Pull out each line below that contains the word "sunglasses", and copy those lines unchanged.

> [Data]
────
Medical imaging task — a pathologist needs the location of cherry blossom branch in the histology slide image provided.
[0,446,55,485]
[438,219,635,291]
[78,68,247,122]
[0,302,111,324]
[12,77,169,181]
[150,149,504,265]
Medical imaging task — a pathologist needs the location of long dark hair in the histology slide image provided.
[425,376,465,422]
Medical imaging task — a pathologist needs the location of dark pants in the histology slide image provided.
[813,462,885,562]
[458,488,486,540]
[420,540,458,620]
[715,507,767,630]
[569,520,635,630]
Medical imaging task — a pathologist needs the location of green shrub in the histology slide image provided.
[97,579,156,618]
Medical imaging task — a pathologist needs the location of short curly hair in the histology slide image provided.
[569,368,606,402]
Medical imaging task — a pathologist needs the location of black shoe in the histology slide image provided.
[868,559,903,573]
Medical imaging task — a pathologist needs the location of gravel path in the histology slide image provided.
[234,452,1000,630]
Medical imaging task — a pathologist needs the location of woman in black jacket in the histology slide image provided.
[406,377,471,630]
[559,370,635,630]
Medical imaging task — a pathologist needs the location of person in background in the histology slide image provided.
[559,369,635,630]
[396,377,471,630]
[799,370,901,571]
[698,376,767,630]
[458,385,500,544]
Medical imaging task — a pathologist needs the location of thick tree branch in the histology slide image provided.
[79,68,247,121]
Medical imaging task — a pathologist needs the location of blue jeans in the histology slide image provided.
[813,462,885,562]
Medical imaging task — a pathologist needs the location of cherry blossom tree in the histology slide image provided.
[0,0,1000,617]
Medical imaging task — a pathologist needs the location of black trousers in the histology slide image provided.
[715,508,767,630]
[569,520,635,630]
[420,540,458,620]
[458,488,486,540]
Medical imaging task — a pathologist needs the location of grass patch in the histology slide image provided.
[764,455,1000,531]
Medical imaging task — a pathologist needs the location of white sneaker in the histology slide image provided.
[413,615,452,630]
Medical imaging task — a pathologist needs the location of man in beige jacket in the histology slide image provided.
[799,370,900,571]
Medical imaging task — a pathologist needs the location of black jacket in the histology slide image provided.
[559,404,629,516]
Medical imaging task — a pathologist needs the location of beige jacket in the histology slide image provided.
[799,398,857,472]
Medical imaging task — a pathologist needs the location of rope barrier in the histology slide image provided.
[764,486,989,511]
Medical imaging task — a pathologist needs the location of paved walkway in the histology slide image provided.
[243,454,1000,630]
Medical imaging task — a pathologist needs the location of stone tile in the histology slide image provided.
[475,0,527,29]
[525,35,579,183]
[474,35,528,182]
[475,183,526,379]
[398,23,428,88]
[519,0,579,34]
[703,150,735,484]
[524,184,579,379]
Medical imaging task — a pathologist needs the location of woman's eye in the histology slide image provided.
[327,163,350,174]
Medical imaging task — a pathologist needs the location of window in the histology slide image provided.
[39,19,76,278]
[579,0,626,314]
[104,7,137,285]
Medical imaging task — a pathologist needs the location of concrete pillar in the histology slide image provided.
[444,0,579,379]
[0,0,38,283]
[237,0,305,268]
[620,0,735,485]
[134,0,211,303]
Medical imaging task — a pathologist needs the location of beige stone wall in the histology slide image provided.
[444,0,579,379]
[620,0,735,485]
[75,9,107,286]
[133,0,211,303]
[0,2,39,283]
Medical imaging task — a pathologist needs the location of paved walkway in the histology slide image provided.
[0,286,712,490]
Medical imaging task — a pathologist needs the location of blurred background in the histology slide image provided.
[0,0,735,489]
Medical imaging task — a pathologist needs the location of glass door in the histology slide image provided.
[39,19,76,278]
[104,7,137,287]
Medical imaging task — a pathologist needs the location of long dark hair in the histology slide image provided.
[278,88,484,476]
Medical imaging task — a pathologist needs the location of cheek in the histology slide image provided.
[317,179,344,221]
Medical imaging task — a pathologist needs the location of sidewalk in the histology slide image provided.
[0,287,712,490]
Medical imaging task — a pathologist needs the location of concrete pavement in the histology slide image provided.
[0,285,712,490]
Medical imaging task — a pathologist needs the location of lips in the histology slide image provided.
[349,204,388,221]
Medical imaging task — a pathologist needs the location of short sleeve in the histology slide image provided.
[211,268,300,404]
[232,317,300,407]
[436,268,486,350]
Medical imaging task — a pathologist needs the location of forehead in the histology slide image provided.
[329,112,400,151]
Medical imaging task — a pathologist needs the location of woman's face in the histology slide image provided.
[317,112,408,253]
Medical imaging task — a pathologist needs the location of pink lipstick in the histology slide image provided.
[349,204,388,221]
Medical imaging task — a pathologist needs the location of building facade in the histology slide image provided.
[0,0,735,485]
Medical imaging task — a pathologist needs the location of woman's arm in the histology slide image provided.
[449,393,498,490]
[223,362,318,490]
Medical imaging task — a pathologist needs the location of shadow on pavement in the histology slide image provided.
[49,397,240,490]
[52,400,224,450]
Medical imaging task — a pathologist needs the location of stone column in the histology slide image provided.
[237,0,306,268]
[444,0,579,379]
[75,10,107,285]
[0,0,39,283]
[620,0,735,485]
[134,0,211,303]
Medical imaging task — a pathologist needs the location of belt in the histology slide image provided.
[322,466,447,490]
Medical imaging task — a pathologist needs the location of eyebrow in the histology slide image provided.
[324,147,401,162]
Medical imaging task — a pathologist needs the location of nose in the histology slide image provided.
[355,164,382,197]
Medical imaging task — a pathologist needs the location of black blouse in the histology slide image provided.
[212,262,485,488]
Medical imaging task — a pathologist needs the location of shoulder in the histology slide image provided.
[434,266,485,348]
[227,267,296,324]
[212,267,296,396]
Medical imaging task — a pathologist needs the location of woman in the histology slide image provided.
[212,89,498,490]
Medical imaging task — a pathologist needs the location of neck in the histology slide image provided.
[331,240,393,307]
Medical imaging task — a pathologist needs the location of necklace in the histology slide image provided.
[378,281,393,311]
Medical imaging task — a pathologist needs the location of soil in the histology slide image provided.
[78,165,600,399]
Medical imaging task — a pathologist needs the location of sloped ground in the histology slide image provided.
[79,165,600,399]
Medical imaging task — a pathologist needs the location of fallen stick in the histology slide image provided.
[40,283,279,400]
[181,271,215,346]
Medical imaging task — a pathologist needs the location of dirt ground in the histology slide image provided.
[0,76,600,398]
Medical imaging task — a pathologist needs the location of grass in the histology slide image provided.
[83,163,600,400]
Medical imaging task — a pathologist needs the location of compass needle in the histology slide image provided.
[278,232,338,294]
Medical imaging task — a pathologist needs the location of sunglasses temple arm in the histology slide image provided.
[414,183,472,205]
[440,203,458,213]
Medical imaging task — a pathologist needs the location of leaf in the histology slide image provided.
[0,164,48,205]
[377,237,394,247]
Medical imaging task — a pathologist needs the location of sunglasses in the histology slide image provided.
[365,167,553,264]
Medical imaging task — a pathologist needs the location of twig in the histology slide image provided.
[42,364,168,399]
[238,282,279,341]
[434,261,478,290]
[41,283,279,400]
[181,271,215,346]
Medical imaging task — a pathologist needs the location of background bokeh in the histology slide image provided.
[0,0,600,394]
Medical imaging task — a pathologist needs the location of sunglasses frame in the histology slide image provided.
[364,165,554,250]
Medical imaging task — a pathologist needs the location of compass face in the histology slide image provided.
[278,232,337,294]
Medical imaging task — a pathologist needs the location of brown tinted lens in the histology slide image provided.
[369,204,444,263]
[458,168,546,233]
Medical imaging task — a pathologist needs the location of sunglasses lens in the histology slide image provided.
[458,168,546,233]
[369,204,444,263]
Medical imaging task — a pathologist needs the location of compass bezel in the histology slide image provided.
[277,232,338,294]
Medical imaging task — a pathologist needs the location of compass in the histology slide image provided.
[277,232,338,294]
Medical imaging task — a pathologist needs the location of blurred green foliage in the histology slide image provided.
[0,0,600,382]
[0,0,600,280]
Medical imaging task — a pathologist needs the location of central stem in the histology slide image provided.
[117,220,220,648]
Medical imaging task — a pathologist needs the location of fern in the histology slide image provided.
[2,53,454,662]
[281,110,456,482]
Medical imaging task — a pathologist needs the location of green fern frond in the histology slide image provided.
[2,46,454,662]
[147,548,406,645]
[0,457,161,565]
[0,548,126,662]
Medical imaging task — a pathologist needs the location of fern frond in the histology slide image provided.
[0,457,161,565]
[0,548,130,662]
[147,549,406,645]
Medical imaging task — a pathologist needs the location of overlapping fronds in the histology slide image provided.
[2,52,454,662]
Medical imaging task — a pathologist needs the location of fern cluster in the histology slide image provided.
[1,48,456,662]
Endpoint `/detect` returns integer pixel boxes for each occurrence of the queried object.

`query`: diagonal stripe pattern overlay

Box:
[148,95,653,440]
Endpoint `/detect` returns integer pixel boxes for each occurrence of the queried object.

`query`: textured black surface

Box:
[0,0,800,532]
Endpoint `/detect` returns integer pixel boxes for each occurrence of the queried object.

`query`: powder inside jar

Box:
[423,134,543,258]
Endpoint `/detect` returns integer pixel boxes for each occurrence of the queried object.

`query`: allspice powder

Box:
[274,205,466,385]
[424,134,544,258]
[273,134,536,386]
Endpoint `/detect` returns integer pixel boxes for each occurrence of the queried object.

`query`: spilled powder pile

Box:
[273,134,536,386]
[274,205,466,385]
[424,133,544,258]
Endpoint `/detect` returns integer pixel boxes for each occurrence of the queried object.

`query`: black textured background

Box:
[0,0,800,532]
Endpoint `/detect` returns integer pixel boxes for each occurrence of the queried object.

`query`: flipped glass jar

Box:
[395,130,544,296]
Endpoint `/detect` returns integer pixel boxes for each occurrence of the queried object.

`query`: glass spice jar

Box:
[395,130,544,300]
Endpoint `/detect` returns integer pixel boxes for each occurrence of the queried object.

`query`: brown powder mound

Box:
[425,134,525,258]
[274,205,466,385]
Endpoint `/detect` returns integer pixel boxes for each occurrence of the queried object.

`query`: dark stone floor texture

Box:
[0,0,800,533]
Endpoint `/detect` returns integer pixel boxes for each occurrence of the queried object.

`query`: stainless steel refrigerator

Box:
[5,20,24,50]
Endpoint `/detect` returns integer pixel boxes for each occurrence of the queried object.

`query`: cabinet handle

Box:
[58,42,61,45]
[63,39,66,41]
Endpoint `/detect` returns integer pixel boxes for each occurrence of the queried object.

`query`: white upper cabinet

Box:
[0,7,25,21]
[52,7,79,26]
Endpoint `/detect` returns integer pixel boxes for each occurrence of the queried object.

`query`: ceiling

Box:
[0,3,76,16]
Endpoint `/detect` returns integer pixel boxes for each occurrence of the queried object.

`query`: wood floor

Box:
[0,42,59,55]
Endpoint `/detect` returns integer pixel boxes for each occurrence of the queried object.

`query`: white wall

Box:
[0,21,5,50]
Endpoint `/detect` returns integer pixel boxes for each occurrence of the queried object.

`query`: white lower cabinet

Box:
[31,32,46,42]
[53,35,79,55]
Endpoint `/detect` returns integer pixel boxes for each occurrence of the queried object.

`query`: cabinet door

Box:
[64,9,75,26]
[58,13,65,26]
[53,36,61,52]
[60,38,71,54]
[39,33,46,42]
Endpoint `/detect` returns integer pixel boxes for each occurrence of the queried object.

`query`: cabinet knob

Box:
────
> [Complete output]
Medical imaging task — a pathologist needs the location of sunglasses temple arm in the histology slide image provided.
Medical imaging task — a pathologist needs the location of sunglasses in the histology slide image provided.
Medical imaging task — a pathologist needs the location of sunglasses frame in the histology slide image provided.
Medical imaging task — a pathologist needs the location of sunglasses lens in the histology slide image provided.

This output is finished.